**SET TASK**
Copy out all of the following data line for line, without changing a single character.
**** DATASET RECORDS ****
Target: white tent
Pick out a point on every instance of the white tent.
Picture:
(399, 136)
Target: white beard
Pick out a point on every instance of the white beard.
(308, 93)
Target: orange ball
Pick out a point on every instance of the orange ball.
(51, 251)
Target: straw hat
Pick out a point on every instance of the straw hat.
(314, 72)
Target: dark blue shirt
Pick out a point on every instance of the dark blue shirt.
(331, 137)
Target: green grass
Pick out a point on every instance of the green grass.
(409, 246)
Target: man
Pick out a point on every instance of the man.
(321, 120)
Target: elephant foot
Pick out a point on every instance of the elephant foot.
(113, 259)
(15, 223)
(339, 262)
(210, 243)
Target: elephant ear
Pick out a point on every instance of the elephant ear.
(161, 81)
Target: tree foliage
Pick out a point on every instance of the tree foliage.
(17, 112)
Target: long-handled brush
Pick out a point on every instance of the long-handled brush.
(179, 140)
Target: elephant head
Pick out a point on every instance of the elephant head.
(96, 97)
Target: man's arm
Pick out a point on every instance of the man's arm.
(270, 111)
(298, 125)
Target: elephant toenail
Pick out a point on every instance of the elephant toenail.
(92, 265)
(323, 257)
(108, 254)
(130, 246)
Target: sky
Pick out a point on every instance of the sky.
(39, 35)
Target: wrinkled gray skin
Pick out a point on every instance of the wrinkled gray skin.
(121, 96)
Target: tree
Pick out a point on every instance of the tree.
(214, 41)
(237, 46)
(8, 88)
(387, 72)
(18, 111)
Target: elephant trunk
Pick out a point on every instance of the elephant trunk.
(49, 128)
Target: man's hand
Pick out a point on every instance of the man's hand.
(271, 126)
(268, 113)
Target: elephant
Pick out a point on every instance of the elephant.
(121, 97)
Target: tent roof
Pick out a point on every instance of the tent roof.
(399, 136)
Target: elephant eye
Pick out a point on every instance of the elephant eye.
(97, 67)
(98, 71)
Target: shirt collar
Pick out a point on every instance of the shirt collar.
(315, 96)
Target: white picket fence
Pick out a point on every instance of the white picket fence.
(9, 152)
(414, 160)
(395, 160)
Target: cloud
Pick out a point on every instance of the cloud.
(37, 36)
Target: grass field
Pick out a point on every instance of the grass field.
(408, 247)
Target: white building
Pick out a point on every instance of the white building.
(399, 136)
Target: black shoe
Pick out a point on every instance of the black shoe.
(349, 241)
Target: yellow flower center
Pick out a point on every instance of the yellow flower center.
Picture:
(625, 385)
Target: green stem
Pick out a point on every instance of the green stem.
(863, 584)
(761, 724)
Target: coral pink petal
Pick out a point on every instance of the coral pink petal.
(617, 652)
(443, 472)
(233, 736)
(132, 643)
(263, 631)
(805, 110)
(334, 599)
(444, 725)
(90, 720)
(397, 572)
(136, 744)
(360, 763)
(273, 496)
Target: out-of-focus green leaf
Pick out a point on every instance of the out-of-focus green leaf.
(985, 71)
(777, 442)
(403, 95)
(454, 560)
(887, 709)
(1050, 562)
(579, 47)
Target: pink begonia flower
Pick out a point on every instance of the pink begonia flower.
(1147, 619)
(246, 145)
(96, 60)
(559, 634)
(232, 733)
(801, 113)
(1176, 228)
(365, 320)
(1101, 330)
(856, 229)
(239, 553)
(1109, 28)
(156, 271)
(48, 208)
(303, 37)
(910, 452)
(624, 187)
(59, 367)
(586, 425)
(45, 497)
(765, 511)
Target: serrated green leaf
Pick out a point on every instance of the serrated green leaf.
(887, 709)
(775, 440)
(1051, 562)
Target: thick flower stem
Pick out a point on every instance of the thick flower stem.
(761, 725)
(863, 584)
****
**SOLUTION TO THE PROBLEM**
Target: white tent
Pick out a point on every instance of the white tent.
Picture:
(399, 136)
Target: white beard
Pick out a point on every instance of the white beard.
(308, 93)
Target: orange ball
Pick out a point on every instance of the orange ball.
(51, 251)
Target: straw hat
Pick out a point on every instance of the straw hat.
(314, 72)
Target: dark blue shirt
Pick out a point on every instance of the dark blue shirt.
(331, 137)
Target: green grass
Pick out a point on every instance of the green grass.
(409, 246)
Target: man
Pick out a point on every instance of the man.
(321, 120)
Target: elephant foot
Pick out a point on every instance of the elephant foot.
(113, 259)
(15, 223)
(339, 262)
(210, 243)
Target: elephant ear
Pick out a point on every instance of the elephant ear.
(161, 81)
Target: tree foliage
Pick out a point on every instance of the tree foliage.
(17, 112)
Target: long-handled brush
Pick out a point on every instance of the long-handled brush.
(179, 140)
Target: elephant head
Pick out a point on every instance of the elephant head.
(96, 97)
Target: man's arm
Pick out a point on every instance of the man's arm.
(270, 111)
(298, 125)
Target: elephant toenail
Pick out a point on every instance of the elephant toenail.
(92, 265)
(323, 257)
(108, 254)
(130, 246)
Target: sky
Pick out a point on every instance of the sky.
(39, 35)
Target: wrinkled gray skin
Pick out a point on every instance of the wrinkled gray skin.
(121, 96)
Target: tree
Pick out a point on every instance of the tree.
(214, 41)
(237, 46)
(8, 88)
(387, 72)
(18, 111)
Target: elephant trunk
Pick out a point on every instance of the elephant trunk.
(49, 128)
Target: man's hand
Pick out a point on every instance of the man's hand.
(271, 126)
(268, 113)
Target: elephant
Pick out a point on every instance of the elephant.
(121, 97)
Target: tent roof
Pick out a point on every instance of the tent roof.
(399, 136)
Target: elephant eye
Pick out a point on every instance of the elephant eye.
(97, 67)
(98, 71)
Target: shirt collar
Pick out a point on every instance of the shirt collar.
(315, 96)
Target: white picket fence
Pick out a point on every instance of the white picket fence.
(9, 152)
(414, 160)
(395, 160)
Target: cloud
Pick out a point on every instance of the cloud.
(37, 36)
Target: grass field
Pick out a point on every instance of the grass field.
(408, 247)
Target: white building
Pick out a point on every instance of the white building.
(399, 136)
Target: black shoe
Pick out a point on every instance of the black shoe.
(349, 241)
Target: yellow flower center
Pick out a point on every instance of the yellow flower center.
Picture:
(625, 385)
Target: green stem
Pick out a point on every instance of the green stem.
(863, 584)
(761, 724)
Target: coral pink petal
Pick out a point on every instance of the coral pink petal.
(617, 652)
(443, 472)
(233, 736)
(132, 643)
(263, 631)
(805, 110)
(334, 599)
(444, 725)
(90, 720)
(397, 572)
(136, 744)
(360, 763)
(273, 496)
Target: out-of-focus green leaf
Pick out a point on every instance of the out-of-focus green leaf.
(985, 71)
(777, 442)
(403, 95)
(454, 560)
(887, 709)
(1050, 562)
(579, 47)
Target: pink begonia flower
Pick out a point on every instance of the pink begonia flower.
(1147, 619)
(246, 145)
(96, 60)
(559, 634)
(232, 733)
(801, 113)
(1176, 228)
(365, 320)
(1101, 330)
(856, 229)
(239, 553)
(1109, 28)
(156, 271)
(48, 208)
(303, 37)
(910, 452)
(624, 187)
(59, 367)
(586, 425)
(45, 497)
(765, 511)
Target: serrated green leaf
Pick out a point on every instance of the serrated green leaf.
(887, 709)
(775, 440)
(1051, 562)
Target: thick flower stem
Pick out a point on every instance of the thick flower stem.
(761, 725)
(863, 584)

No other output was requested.